[Строки набора данных о расположении объектов]
- - -

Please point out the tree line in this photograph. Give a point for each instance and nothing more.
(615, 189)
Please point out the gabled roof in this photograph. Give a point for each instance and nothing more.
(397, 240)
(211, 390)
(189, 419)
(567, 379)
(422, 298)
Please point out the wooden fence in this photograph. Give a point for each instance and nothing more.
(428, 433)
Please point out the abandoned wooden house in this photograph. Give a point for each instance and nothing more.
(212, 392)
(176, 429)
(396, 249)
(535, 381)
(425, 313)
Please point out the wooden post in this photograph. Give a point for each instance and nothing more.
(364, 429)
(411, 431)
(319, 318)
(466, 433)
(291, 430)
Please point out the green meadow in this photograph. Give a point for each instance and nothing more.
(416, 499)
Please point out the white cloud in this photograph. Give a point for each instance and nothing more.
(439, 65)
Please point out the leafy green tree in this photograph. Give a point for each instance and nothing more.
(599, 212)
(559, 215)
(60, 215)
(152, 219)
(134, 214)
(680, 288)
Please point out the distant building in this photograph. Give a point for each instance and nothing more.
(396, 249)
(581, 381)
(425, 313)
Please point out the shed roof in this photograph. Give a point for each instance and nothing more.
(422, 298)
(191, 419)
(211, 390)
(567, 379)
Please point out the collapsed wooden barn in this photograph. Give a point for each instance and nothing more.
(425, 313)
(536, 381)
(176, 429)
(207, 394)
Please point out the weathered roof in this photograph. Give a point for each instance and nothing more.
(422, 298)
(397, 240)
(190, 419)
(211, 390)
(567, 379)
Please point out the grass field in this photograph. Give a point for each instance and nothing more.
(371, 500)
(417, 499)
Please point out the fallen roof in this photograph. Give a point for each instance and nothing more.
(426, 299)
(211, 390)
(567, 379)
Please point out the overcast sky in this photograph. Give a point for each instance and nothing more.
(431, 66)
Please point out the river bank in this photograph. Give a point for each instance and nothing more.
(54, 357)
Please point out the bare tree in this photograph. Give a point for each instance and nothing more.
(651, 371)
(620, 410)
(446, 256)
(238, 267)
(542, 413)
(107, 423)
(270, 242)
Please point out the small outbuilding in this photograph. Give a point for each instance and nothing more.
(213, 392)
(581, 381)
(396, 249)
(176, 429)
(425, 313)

- - -

Инструкция к выполнению: Обнови весь список выше, заменив «wooden post» на «fence post». Остальной текст не меняй.

Письменный ответ:
Please point out the tree line in this photograph. Give a point for each instance and nothing more.
(615, 189)
Please point out the gabled roof in this photograph. Give a point for each instance and nothing more.
(397, 240)
(211, 390)
(189, 419)
(567, 379)
(422, 298)
Please point out the wooden fence in this photograph. Give a point for each instance and nothing more.
(428, 433)
Please point out the abandoned wooden house in this photograph. Give a point for each instance and nothing more.
(212, 392)
(176, 429)
(396, 249)
(535, 381)
(425, 313)
Please point out the fence post in this photograph. Give a point for each instance and nothing more.
(364, 429)
(411, 431)
(319, 318)
(466, 433)
(291, 430)
Please point out the green meadow in this photograph. Give a point for each instance and nothing more.
(416, 499)
Please point out the white cloud in this photograph. Give a point for each instance and nothing more.
(439, 65)
Please point out the leafy green tree in this photograph. Give a point for each instance and nothing more.
(599, 212)
(559, 215)
(60, 215)
(152, 219)
(134, 214)
(680, 288)
Please point out the distant building in this photograph. Give a point for each instance and nothing more.
(396, 249)
(581, 381)
(425, 313)
Please point out the shed roof in this photograph. Give a point for each instance and nothing more.
(422, 298)
(191, 419)
(211, 390)
(567, 379)
Please point out the collapsed wooden barn in this photograph. Give a point for each instance and nothing more.
(425, 313)
(536, 381)
(176, 429)
(207, 394)
Please point out the weathered roof in this photograph. Give a point for each instance and nothing more.
(422, 298)
(397, 240)
(190, 419)
(211, 390)
(567, 379)
Please point out the grass field in this photograph. Give a point for each instance and nothing more.
(371, 500)
(417, 499)
Please point out the fallen roof in this photograph. Give a point for each instance and nothing more.
(426, 299)
(211, 390)
(567, 379)
Please point out the overcast sky in this photograph. Give a point for each instance and nothing more.
(431, 66)
Please point out the river bank in this photograph. Give a point for each instance and nothing more.
(54, 357)
Please point out the bare tree in this photograph. Give a point for each instance and nothing more.
(651, 371)
(620, 410)
(446, 256)
(238, 267)
(542, 413)
(107, 423)
(270, 242)
Please point out the small outbuilding in this photograph. Give a point for each instance and nothing more.
(213, 392)
(581, 381)
(396, 249)
(176, 429)
(425, 313)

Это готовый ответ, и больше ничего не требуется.